*WHAT IS BEING ASKED*:
Write the next part of the Joel McHale interview below, picking up right after its last line.

*SELECTED EXTRACT*:
Joel McHale Has Sold Out (And That's Just Fine)

The comedian on shilling for Berocca, why Washington parties are better than Hollywood parties, and the return of Community.

Images courtesy of Getty Images

Year 2014 has been up and down for Joel McHale. High: This past spring, he struck gold when he nabbed the coveted position as host of the White House Correspondent's dinner, a position reserved for the comedic elite. Low: But his beloved sitcom Community was canceled by NBC and for a few weeks, it was looking like that show's end had come. High: Yahoo! eventually stepped in and decided to revive it for a sixth season to premiere online. This fall, along with reprising his role as Jeff Winger on Community, he's partnering with vitamin tablet maker Berocca for a series of forthcoming advertisements that he helped create and write. High: Plus he's still hosting The Soup on E! and has more films on the way. The dude never slows down. recently spoke with McHale about the unprecedented Community resurrection, telling jokes to Obama, partying with politicians, and more.

DETAILS: You've recently partnered with Berocca, which is an energy support supplement. Why are you into it?

JOEL MCHALE: Well, they paid me a bunch of money to promote it, which I'm into.

*MATERIAL PROVIDED*:
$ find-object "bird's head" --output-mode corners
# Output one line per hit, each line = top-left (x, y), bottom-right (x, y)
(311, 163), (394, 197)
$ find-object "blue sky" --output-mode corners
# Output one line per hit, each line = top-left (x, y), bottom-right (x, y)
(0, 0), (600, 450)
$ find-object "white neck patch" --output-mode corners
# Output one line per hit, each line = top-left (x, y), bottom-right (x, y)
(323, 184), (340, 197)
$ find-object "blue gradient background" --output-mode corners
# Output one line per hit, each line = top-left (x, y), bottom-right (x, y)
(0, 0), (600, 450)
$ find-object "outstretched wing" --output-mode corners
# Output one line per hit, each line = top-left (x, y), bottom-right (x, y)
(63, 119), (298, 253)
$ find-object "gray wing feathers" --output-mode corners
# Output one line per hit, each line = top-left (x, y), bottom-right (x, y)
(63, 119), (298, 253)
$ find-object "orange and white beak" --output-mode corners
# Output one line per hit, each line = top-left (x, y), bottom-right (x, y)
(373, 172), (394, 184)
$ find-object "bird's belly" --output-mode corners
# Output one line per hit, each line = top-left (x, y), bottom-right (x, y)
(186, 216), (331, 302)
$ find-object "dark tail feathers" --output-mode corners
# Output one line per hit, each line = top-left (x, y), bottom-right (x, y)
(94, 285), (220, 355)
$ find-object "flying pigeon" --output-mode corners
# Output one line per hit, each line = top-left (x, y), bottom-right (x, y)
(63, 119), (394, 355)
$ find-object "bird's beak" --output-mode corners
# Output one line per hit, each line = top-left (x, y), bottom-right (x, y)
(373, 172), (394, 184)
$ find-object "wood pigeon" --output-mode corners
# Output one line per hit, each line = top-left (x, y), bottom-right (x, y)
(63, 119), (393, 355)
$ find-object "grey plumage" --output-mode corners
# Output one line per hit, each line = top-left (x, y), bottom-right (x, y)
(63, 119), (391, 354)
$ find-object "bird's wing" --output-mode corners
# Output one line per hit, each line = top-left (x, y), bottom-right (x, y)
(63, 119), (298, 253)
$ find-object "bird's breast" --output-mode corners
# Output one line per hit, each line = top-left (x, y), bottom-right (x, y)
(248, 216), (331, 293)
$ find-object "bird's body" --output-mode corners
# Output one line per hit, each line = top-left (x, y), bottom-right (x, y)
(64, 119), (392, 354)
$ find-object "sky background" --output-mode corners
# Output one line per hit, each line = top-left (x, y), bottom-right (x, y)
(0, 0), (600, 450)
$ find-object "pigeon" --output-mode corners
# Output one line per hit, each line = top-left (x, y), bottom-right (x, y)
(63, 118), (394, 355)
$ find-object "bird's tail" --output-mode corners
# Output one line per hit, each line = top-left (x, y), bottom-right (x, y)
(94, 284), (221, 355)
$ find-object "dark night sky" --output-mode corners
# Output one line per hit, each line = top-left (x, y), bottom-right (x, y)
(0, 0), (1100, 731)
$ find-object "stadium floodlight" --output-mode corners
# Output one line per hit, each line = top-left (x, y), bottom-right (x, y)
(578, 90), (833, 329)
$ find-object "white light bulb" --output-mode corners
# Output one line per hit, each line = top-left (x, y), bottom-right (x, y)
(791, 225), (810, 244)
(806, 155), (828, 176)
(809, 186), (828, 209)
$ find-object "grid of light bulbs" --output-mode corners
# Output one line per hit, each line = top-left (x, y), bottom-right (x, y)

*EXERCISE RESULT*:
JOEL MCHALE: It was one of those things where when things get presented to me, I go, um, "Well, maybe." I had to make sure they allowed me and my writers to use my voice or how I'd like it to be . . . because I'm playing a character. And the product is a dissolvable tablet that has caffeine and vitamins, so I take those everyday anyway, so it was very easy for me to get behind it as opposed to some crazy energy drink.

DETAILS: Recently there were some headlines about Comic-Con and Community that said "Joel McHale says the Yahoo! deal was a 'fuck you' to networks."

JOEL MCHALE: No, no. I get that that would be quoted. I joked, you know. I went on about how excited I was to be at Yahoo! and how Dan Harmon will be unencumbered on Yahoo! and can really do anything he wants. It really is a sandbox now for him. And then as a joke, I followed up and said "fuck network TV" and then I said immediately after that, "—unless they want to simulcast it."

DETAILS: Has the stigma for an actor to do a show for the Internet gone away?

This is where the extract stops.